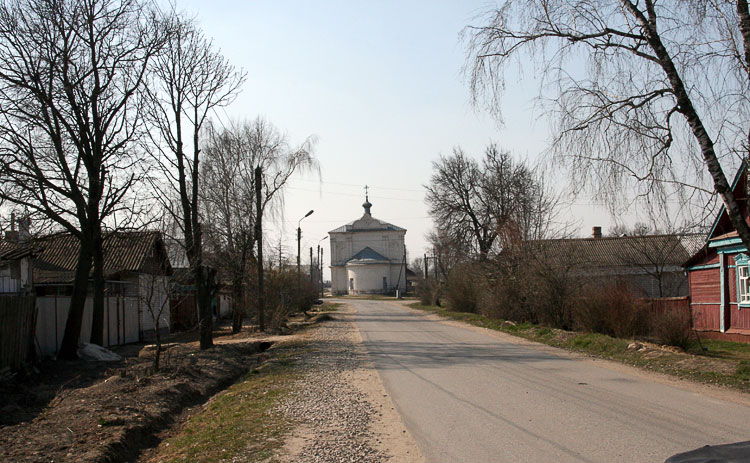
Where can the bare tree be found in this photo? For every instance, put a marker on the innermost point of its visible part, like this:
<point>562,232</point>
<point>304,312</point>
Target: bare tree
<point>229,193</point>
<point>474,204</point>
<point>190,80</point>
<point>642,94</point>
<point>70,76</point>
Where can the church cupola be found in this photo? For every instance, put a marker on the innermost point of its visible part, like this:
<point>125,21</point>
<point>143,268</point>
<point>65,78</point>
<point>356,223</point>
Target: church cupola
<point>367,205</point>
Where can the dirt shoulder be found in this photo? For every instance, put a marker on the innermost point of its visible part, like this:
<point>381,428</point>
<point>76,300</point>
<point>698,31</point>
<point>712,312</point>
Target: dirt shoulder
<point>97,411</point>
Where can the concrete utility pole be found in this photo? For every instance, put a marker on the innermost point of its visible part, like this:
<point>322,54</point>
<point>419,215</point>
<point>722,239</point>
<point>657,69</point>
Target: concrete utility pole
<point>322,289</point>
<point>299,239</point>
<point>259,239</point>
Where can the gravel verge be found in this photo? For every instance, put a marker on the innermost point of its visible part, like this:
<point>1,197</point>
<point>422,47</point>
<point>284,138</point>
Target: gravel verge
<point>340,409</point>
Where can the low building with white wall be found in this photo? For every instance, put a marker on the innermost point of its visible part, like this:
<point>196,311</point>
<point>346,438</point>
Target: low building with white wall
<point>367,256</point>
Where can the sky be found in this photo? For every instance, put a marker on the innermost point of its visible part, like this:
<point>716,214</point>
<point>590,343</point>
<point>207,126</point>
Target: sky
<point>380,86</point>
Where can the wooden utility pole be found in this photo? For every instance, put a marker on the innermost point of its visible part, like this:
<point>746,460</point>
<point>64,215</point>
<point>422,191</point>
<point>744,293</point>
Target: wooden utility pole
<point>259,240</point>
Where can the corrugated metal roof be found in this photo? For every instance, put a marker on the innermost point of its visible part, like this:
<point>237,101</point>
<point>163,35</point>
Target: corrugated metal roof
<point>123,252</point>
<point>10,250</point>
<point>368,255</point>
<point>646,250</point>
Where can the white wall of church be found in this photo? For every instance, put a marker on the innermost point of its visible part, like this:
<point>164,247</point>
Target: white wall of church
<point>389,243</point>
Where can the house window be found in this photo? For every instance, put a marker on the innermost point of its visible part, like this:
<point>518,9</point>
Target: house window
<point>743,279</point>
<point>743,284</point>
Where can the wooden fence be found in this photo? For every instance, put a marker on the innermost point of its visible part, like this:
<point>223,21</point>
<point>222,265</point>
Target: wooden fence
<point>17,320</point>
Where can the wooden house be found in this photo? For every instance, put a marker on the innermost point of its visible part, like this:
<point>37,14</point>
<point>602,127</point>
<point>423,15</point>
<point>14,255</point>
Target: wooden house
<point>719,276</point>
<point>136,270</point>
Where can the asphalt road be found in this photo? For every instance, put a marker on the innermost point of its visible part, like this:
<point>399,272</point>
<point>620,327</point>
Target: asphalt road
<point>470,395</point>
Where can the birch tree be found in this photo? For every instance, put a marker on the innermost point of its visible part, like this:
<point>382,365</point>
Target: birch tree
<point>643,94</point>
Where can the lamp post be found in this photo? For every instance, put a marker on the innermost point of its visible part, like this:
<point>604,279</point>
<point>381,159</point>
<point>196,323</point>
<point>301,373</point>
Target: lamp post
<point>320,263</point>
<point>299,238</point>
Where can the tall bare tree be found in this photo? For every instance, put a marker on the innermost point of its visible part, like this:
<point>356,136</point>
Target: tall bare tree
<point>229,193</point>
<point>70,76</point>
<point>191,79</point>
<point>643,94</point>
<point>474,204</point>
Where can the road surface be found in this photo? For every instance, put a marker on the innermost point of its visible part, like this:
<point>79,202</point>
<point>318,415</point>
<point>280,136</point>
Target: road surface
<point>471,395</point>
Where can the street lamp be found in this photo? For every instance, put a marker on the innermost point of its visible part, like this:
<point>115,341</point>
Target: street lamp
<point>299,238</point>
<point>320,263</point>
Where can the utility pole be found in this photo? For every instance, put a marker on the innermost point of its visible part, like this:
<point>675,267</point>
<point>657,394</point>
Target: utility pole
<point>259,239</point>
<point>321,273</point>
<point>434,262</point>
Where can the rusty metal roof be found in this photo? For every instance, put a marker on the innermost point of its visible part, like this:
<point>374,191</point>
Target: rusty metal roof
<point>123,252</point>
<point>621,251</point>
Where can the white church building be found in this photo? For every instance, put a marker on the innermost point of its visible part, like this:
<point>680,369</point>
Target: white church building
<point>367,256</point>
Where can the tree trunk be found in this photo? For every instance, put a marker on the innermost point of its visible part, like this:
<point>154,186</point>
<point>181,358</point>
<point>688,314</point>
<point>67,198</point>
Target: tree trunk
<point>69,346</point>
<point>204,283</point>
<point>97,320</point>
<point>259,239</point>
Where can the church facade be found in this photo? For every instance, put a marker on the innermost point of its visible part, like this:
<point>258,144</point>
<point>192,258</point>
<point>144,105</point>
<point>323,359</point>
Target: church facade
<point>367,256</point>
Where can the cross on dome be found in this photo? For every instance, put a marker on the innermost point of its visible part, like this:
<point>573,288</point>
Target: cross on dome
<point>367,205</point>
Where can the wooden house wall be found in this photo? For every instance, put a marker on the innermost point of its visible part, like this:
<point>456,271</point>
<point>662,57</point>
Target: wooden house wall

What is required
Please reproduce exactly the lines in the listing above from the one containing "<point>562,232</point>" through the one containing "Where can the church cupola", both included, and nothing more.

Response
<point>562,232</point>
<point>304,312</point>
Target: bare tree
<point>229,193</point>
<point>474,204</point>
<point>190,80</point>
<point>642,94</point>
<point>70,76</point>
Where can the church cupola be found in this photo? For every instance, put a marker on the innermost point of its visible part, like this:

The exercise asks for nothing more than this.